# Brief
Give every line from the start of the entries down through the line containing "747L966 754L983 752L981" as a JSON list of strings, one string per line, leaving out blank lines and pictures.

Saved entries:
::::::
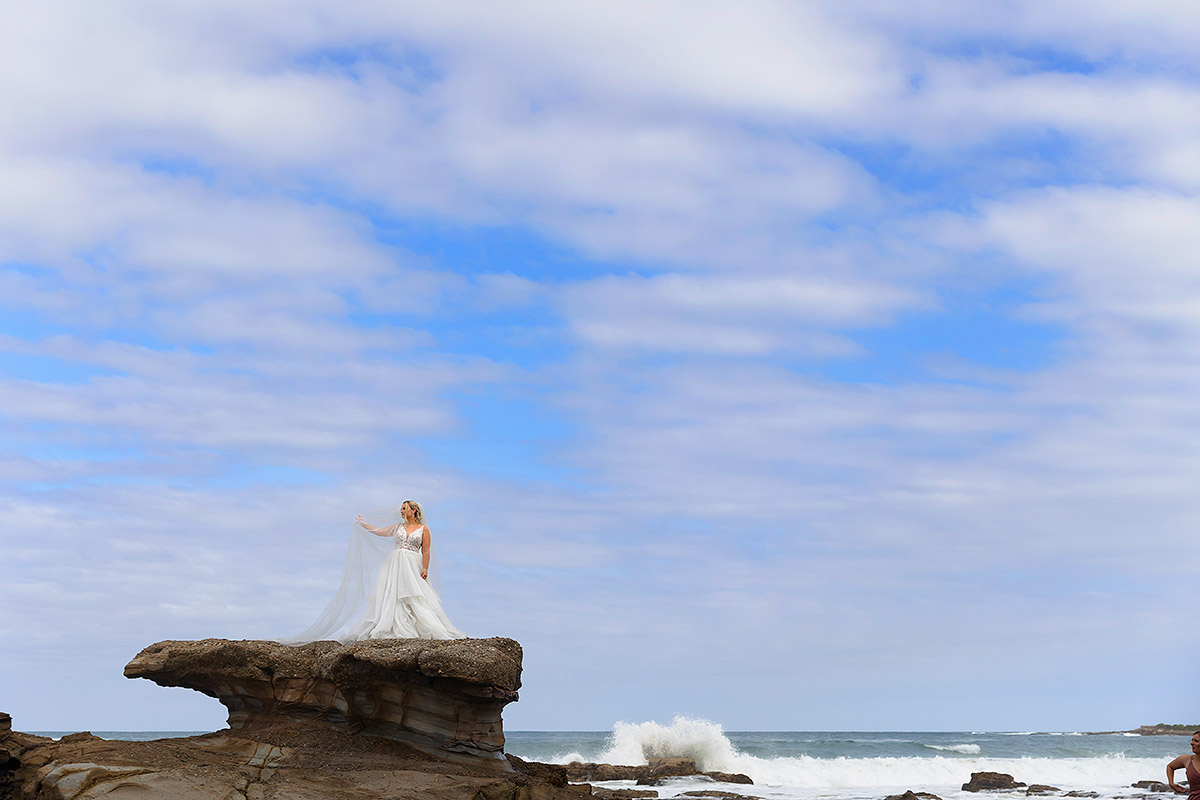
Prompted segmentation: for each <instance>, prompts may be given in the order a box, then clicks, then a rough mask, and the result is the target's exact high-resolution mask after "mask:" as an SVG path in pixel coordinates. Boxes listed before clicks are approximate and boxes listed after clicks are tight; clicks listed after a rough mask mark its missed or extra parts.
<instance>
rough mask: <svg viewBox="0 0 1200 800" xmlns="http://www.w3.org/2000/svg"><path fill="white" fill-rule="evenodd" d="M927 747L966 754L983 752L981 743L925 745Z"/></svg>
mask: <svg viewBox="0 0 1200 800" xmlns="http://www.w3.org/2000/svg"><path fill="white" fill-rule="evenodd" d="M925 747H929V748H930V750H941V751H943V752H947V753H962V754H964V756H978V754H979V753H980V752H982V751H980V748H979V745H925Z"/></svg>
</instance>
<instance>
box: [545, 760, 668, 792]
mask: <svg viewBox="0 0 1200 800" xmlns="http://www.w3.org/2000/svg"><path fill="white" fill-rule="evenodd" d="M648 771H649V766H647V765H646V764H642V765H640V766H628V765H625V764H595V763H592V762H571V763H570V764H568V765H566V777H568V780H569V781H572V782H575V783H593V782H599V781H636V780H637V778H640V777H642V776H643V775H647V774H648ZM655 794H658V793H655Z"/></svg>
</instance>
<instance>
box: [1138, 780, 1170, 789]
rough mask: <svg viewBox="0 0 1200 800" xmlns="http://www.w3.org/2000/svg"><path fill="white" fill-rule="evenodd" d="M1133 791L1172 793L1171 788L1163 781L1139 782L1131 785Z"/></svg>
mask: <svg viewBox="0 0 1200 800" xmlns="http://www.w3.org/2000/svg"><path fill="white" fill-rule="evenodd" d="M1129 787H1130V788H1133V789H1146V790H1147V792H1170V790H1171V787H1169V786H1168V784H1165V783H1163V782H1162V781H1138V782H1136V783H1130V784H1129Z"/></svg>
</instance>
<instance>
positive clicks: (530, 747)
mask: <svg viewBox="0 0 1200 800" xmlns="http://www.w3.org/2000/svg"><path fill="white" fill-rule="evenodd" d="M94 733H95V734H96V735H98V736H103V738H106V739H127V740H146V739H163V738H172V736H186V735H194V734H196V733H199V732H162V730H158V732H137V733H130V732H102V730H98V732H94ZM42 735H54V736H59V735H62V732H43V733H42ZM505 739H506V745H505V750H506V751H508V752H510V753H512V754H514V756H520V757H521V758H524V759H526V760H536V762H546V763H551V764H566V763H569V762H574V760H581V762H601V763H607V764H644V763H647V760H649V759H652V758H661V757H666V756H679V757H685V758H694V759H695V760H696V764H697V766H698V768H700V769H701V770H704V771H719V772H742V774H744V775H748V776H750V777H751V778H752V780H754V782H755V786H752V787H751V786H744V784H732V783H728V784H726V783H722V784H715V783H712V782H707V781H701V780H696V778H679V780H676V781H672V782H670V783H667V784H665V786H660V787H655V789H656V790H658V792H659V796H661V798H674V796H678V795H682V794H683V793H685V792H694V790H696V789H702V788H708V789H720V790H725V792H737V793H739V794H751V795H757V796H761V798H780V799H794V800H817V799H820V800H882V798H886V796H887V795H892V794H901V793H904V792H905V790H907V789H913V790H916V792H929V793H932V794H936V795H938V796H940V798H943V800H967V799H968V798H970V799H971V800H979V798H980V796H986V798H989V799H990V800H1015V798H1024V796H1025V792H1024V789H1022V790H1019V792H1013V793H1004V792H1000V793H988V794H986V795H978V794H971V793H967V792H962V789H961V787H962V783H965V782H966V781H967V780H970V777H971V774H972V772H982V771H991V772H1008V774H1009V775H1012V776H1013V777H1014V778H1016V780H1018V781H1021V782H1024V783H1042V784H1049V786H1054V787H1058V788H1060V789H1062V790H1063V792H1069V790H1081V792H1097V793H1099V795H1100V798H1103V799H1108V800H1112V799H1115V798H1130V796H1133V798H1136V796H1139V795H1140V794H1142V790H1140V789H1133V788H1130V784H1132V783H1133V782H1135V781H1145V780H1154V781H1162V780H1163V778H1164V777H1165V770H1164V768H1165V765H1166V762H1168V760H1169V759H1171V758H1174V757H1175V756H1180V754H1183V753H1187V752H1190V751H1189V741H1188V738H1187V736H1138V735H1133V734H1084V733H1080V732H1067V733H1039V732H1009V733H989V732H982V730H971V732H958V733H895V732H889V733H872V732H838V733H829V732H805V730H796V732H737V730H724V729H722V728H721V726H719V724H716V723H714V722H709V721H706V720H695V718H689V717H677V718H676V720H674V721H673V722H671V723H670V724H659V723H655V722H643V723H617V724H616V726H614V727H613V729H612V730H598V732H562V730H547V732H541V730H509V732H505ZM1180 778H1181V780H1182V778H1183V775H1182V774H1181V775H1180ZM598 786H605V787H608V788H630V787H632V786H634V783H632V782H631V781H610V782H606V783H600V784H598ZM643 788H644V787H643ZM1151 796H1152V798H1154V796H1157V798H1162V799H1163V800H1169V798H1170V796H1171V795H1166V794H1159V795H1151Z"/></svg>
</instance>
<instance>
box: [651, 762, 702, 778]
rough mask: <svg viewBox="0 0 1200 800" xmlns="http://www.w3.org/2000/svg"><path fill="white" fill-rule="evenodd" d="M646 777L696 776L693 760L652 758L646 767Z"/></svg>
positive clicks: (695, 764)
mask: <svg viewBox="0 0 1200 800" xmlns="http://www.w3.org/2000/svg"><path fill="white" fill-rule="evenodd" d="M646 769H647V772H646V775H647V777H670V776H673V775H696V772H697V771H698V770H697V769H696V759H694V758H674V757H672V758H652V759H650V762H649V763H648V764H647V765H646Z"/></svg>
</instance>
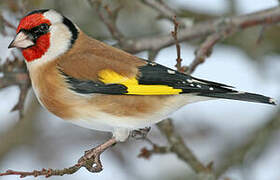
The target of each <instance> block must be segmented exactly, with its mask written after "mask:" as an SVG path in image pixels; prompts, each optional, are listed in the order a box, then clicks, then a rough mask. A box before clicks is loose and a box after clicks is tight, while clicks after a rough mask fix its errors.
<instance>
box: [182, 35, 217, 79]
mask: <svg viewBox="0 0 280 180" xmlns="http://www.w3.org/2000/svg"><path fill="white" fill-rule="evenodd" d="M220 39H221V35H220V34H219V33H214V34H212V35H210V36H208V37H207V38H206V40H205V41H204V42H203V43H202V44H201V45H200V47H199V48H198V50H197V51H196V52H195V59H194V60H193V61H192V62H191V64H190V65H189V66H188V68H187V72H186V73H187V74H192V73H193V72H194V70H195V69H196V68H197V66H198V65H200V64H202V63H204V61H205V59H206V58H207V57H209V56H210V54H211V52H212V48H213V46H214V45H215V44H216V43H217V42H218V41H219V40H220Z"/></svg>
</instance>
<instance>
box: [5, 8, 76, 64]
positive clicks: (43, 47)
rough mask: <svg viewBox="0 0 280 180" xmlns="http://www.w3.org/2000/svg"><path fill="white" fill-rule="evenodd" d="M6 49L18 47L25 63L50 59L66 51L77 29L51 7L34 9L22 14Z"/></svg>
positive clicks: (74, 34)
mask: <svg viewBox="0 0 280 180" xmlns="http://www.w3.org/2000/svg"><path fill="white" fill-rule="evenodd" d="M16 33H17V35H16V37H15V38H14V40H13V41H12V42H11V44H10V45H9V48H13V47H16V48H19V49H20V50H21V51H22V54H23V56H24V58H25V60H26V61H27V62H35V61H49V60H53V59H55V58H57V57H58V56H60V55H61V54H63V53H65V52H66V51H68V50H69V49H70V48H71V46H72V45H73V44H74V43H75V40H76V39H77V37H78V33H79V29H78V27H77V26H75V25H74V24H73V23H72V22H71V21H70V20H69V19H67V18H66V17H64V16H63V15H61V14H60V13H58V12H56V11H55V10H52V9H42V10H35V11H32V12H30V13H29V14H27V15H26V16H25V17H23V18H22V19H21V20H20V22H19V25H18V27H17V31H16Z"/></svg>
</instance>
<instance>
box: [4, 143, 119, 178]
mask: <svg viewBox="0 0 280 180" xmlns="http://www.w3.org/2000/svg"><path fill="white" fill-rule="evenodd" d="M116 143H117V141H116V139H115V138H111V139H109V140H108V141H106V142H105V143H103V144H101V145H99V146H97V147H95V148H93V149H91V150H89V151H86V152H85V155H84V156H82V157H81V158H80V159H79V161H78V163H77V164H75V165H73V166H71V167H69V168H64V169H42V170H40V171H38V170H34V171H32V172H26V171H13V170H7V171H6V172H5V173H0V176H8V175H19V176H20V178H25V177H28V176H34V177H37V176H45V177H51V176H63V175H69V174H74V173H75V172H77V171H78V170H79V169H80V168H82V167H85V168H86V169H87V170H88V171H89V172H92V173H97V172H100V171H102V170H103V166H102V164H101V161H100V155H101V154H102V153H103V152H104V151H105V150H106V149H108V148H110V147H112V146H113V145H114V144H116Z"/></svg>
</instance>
::::::
# Written solution
[
  "Prompted segmentation: for each <instance>, prompts may be given in the order a box, then clicks, then a rough mask, and the result is the target's exact high-resolution mask after \"mask:\" as an SVG path in pixel coordinates. Boxes listed before clicks are approximate and boxes listed after clicks are tight; clicks listed after a rough mask mark its missed or extra parts.",
  "<instance>",
  "rough mask: <svg viewBox=\"0 0 1200 800\" xmlns=\"http://www.w3.org/2000/svg\"><path fill=\"white\" fill-rule=\"evenodd\" d=\"M927 747L966 754L983 752L981 743L925 745Z\"/></svg>"
]